### TAREA
Copia sin cambios solo estas líneas del material, empezando por la que contiene "Whereabouts in this scan can the wolf's" y terminando en la que contiene "[45,0,71,262]", ambas incluidas.

### DATOS DEL EJERCICIO

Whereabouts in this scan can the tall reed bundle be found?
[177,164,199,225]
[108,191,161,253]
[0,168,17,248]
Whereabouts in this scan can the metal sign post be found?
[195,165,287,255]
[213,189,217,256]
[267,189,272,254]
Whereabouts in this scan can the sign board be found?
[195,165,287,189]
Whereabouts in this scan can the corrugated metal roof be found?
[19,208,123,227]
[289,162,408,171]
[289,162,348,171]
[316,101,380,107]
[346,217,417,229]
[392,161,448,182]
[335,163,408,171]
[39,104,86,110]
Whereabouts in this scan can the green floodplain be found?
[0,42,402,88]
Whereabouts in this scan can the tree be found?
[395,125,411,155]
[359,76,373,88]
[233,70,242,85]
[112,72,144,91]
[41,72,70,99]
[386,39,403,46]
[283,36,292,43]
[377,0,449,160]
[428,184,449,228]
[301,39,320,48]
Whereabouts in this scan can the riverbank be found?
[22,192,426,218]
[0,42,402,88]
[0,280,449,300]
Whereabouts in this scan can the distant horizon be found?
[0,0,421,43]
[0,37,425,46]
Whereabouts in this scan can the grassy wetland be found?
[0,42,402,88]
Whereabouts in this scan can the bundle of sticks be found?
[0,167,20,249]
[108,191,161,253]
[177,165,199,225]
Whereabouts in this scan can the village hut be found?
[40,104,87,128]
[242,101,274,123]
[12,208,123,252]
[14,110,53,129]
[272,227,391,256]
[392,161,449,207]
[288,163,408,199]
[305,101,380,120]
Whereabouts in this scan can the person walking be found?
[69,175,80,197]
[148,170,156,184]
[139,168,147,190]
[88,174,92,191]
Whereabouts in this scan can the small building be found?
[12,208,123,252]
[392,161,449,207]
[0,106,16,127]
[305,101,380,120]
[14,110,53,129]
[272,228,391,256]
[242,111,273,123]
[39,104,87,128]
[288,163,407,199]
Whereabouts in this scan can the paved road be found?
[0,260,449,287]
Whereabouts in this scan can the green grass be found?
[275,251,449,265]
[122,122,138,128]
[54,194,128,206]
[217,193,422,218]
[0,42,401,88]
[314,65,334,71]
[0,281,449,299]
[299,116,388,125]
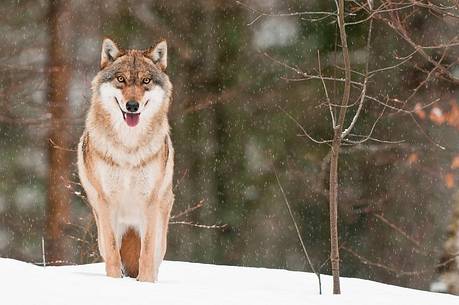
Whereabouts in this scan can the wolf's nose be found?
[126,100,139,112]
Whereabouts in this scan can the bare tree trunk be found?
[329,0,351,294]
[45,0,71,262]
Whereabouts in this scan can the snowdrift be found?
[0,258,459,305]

* * *

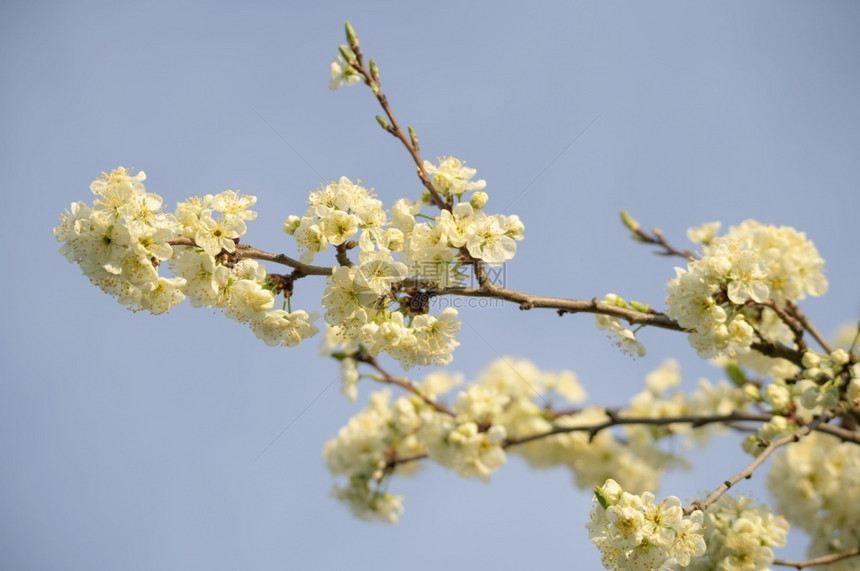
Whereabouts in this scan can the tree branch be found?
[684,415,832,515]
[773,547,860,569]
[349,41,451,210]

### RESULTADO
Whereabouts in this scan can the wolf's nose be found?
[126,100,139,112]
Whereabouts in this scan can the bare tree trunk be found?
[329,0,351,294]
[45,0,71,262]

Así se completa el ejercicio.